> [Excerpt to read]:

* * * *

Environmental toxins don’t only come from the air. There have been 1,149 informal actions and 78 formal actions against prisons and jails for violating the Safe Drinking Water Act in the past five years. Inmates have reported water with a brown tint and weird smell. One inmate reported that at the Texas prison in which he was incarcerated, if you put a white washcloth under the tap water for 10-15 minutes, it would turn brown from the contaminants.

The only agency with nationwide oversight of the environmental hazards in prisons is the Environmental Protection Agency (EPA). It also has environmental justice guidelines that require it to consider the effects of its actions on low-income communities of color, who are disproportionately impacted by pollution and other environmental hazards. However, the population data used by the agency does not include prisoners, and this oversight impacts how the EPA does inspections and grants permits for the construction of new prisons.

Additionally, although the Federal Bureau of Prisons is required to consider its environmental impact when proposing the construction of new prisons, they overlook prisoner well-being when making these decisions. Instead, they focus on the local economy and on environmental issues outside of the prison. Prisoner health is rarely mentioned in environmental impact statements by the FBP, allowing prisons to be constructed on or near extremely polluted, toxic lands.

The health hazards faced by incarcerated people are not solely human-made. At Avenal State Prison in California’s Central Valley, valley fever infection rates are dozens of times more common than in neighboring communities. Valley fever is an infection acquired by breathing in a soil-dwelling fungus. Although it has similar symptoms as the common flu, if left untreated it can lead to chronic symptoms and even death. More than 50 California state prisoners have died from valley fever in the past decade. In 2015, the California Department of Corrections and Rehabilitation started providing prisoners the option of taking valley fever immunity tests and transferred the prisoners who were found most vulnerable to prisons with lower rates of infection. However, there are still many who opt out of the testing to avoid the possibility of being transferred in order to stay near family members.

* * * *

> [Extracted records]:
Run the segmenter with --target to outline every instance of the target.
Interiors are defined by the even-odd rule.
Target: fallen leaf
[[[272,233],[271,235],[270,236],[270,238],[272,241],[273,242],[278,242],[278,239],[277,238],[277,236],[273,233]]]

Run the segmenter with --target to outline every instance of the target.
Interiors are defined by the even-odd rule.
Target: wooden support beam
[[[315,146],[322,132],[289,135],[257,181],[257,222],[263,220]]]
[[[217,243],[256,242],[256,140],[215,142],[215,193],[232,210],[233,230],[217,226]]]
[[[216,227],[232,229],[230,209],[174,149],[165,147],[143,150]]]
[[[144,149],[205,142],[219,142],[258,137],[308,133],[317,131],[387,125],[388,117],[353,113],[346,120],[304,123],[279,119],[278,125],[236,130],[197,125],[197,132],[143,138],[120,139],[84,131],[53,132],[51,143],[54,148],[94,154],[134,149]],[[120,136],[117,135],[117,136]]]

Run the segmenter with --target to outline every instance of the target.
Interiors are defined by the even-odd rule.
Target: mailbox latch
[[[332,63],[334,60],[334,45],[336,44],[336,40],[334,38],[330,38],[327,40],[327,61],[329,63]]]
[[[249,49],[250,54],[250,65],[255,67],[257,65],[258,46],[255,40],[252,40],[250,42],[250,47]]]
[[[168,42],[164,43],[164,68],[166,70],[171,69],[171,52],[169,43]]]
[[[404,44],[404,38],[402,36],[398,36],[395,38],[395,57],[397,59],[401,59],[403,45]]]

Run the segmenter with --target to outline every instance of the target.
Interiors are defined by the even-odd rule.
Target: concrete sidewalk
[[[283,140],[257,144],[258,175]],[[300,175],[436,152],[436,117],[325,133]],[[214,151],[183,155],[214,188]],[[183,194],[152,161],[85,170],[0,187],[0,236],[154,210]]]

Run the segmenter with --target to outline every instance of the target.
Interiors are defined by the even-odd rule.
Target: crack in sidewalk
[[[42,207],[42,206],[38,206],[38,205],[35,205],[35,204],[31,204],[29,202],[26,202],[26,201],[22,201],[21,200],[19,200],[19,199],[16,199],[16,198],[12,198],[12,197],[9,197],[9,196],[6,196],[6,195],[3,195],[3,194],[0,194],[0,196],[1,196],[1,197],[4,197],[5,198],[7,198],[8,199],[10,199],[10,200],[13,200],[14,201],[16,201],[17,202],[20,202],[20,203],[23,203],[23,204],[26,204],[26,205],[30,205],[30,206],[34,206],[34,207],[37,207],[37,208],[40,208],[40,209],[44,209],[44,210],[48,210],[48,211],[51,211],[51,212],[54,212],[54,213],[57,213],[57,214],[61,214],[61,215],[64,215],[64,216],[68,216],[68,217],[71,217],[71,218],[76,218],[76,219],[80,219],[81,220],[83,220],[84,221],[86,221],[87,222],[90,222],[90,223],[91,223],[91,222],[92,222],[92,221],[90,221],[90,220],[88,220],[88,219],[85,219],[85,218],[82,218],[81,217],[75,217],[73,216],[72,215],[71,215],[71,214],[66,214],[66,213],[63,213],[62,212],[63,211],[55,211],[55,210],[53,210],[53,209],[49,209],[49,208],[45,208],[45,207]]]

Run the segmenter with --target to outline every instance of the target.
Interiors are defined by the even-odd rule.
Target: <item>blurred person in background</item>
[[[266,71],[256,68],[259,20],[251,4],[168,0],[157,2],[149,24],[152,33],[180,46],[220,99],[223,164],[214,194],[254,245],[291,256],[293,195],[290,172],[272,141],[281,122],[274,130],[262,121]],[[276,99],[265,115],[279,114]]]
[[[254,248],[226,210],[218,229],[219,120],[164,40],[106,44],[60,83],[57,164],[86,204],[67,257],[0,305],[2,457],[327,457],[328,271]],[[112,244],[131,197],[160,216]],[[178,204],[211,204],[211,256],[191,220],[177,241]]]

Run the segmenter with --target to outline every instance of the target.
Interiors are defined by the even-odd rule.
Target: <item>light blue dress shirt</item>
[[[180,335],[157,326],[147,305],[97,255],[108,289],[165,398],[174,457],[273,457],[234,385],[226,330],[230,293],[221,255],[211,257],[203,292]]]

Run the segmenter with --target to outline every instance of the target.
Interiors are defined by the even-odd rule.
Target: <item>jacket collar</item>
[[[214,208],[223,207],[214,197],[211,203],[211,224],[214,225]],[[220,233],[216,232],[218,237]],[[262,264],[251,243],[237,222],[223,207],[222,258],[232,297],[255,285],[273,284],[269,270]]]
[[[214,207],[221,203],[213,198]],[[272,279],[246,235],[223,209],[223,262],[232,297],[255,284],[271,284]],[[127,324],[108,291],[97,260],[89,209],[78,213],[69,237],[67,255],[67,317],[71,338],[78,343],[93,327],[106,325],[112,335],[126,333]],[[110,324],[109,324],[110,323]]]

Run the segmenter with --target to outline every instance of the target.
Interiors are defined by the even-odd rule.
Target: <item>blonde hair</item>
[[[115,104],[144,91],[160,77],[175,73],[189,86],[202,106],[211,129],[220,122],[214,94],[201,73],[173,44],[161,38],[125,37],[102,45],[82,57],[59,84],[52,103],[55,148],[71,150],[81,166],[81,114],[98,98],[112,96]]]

* * * *

> [What is needed]:
Resume the piece on environmental hazards in prisons, picking up right after its final sentence.

> [Result for this exercise]:
Valley fever infections are expected to increase as the effects of climate change become more intense. Heavy rains followed by long dry periods lead to increased growth of the fungus, which results in higher infection rates. This is just one example of how the climate crisis will worsen toxic conditions for incarcerated people. Prisons are ill-equipped for increasing temperatures as well. In Texas during the summer of 2011, state prisons did not provide air conditioning in the 100+ degree weather, resulting in the deaths of 10 prisoners because of heat stroke. The only solution offered by prison guards was to drink more water, which was also dangerous because the water was contaminated with arsenic. As climate change creates increasingly inhospitable conditions, those on the margins of society will be the most impacted.

People of color account for 61% of the U.S. prison population but only 25% of the total U.S. population. This disparity shows that the problem of toxic environmental conditions in prison is an extension of environmental racism. Environmental racism refers to the placement of pollution and waste-producing sites in communities with high populations of people of color, which, because of selective hyper-incarceration, include prisons. The rights of prisoners are overlooked both culturally and by regulatory agencies. Until this large swath of our population is treated as deserving of safety from pollution, illness, and other environmental health issues, racial discrepancies in environmental safety and health will persist and worsen.